** start of Supplied material **
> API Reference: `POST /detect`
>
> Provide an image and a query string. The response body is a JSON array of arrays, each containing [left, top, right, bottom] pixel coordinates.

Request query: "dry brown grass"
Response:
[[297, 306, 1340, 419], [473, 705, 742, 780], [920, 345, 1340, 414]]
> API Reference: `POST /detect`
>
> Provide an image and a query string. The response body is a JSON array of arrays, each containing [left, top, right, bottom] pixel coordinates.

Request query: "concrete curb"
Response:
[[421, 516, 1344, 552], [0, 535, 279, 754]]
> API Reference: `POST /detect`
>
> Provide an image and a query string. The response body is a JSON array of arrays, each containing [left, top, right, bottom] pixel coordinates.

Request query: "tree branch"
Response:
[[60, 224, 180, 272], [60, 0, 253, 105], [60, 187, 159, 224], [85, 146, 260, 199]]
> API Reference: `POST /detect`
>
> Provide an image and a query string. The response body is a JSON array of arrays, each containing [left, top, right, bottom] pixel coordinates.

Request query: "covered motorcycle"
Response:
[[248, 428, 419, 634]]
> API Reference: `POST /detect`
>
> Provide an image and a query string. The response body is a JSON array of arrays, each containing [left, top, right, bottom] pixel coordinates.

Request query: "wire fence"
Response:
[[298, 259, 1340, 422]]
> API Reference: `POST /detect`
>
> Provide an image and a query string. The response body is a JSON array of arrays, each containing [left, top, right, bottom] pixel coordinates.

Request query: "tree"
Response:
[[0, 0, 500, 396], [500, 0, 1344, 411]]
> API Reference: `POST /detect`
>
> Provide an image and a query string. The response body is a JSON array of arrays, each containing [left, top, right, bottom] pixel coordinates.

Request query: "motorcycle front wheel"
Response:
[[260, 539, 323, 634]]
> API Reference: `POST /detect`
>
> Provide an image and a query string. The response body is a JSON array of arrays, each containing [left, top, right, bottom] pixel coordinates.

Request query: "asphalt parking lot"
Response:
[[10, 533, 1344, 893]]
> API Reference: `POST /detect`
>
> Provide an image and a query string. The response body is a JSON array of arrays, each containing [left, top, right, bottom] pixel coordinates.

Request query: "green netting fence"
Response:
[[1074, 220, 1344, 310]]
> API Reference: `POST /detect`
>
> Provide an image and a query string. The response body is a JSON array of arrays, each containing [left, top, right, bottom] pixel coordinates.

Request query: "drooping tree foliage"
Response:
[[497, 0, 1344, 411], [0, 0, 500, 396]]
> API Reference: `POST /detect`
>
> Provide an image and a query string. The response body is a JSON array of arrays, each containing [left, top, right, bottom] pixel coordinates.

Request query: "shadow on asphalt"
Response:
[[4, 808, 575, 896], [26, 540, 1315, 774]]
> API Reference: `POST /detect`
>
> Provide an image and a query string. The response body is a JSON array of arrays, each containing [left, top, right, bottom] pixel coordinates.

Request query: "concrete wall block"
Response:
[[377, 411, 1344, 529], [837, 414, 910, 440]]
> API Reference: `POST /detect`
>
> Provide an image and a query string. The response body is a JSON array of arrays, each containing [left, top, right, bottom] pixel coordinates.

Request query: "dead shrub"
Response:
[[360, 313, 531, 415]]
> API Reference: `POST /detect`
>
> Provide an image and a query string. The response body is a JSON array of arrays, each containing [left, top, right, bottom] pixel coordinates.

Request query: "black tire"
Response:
** end of Supplied material **
**Stated task**
Please rewrite the listing above, swapping every "Request query" for "Search phrase" and leaving everything else unchanged.

**Response below**
> API Reference: `POST /detect`
>
> Provide an image and a query string. The response body is a JSON array of arrays, each containing [left, top, right, bottom] pixel coordinates.

Search phrase: "dry brown grass"
Response:
[[297, 306, 1340, 419], [473, 705, 742, 780], [920, 345, 1340, 414]]
> API Reference: `POST /detect`
>
> Provide an image and a query string. The response body is a JSON array of arrays, each containing [left, top, right, bottom] pixel coordinates.

Search phrase: "concrete curb"
Response:
[[421, 516, 1344, 552], [0, 535, 279, 754]]
> API Reference: `POST /detect`
>
> Provide an image and a query string. The response body is a JSON array of arrays, each containing [left, top, right, bottom] pixel coordinates.

Search phrase: "tree branch"
Response:
[[60, 224, 180, 272], [60, 0, 253, 105], [60, 187, 159, 224], [85, 146, 260, 199]]
> API Reference: `POST /detect`
>
> Provide an image and a query string. The response body is a JSON array of arrays, each containing [left, top, right, bottom] pixel coordinates.

Search phrase: "covered motorcycle"
Response:
[[248, 428, 419, 634]]
> API Reference: `POST /detect`
>
> Provide an image and a query string. The response body is a JSON array of arrays, each containing [left, top, right, bottom] pixel coordinates.

Search phrase: "wire fence"
Response:
[[298, 259, 1340, 422]]
> API Reference: `POST /detect`
>
> Provide an image and a query string. The response body is a JSON array of arrays, each containing [left, top, right, bottom] pixel coordinates.

Search phrase: "tree"
Response:
[[0, 0, 500, 396], [500, 0, 1344, 411]]
> API Reference: `POST /detect`
>
> Provide an image and a query string. The response body is a JSON array of arrays, each containing [left, top, right, bottom] pixel coordinates.

Search phrase: "motorcycle front wheel"
Response:
[[260, 539, 323, 634]]
> API Reference: `POST /detect`
>
> Provide an image and a query string. The response body is a JSON array of arrays, each containing [left, top, right, bottom] pixel coordinates.

Search phrase: "asphalt parking lot"
Response:
[[10, 533, 1344, 893]]
> API Reference: `POST /detect`
>
> Provide an image and a query string. The response body is a JSON array of arrays, each containing [left, top, right, bottom] pixel coordinates.

Search phrase: "green netting fence"
Response:
[[1074, 220, 1344, 310]]
> API Reference: `POST /detect`
>
> Provide an image and a query string. The response body is a JSON array of arrays, each containing [left, top, right, bottom] pixel coordinates.

Search phrase: "drooping tree foliage"
Response:
[[497, 0, 1344, 411], [0, 0, 500, 396]]
> API Reference: `POST /detect`
>
> Provide an image and a query string. The response body is a JSON array of arrays, each containing [left, top, right, bottom] pixel coordinates.

Search phrase: "shadow on asphalt"
Response:
[[4, 808, 575, 896], [26, 540, 1315, 774]]
> API Reference: `POST /detect`
>
> Provide an image and a query string. The response body is a JSON array of arrays, each containing [left, top, right, bottom] pixel coordinates.

Search phrase: "concrete wall block"
Response:
[[377, 411, 1344, 529], [837, 414, 910, 440]]
> API Reference: `POST /detect`
>
> Provide an image and a query string. The response body is a JSON array of arrays, each containing [left, top, right, bottom] pixel coordinates.

Search phrase: "dead shrub"
Response:
[[360, 313, 531, 415]]
> API Reference: `POST /detect`
>
> Provide an image and a query string. The response body is a JSON array of arrays, each containing [left, top, right, bottom] pixel coordinates.

Search phrase: "black tire"
Response:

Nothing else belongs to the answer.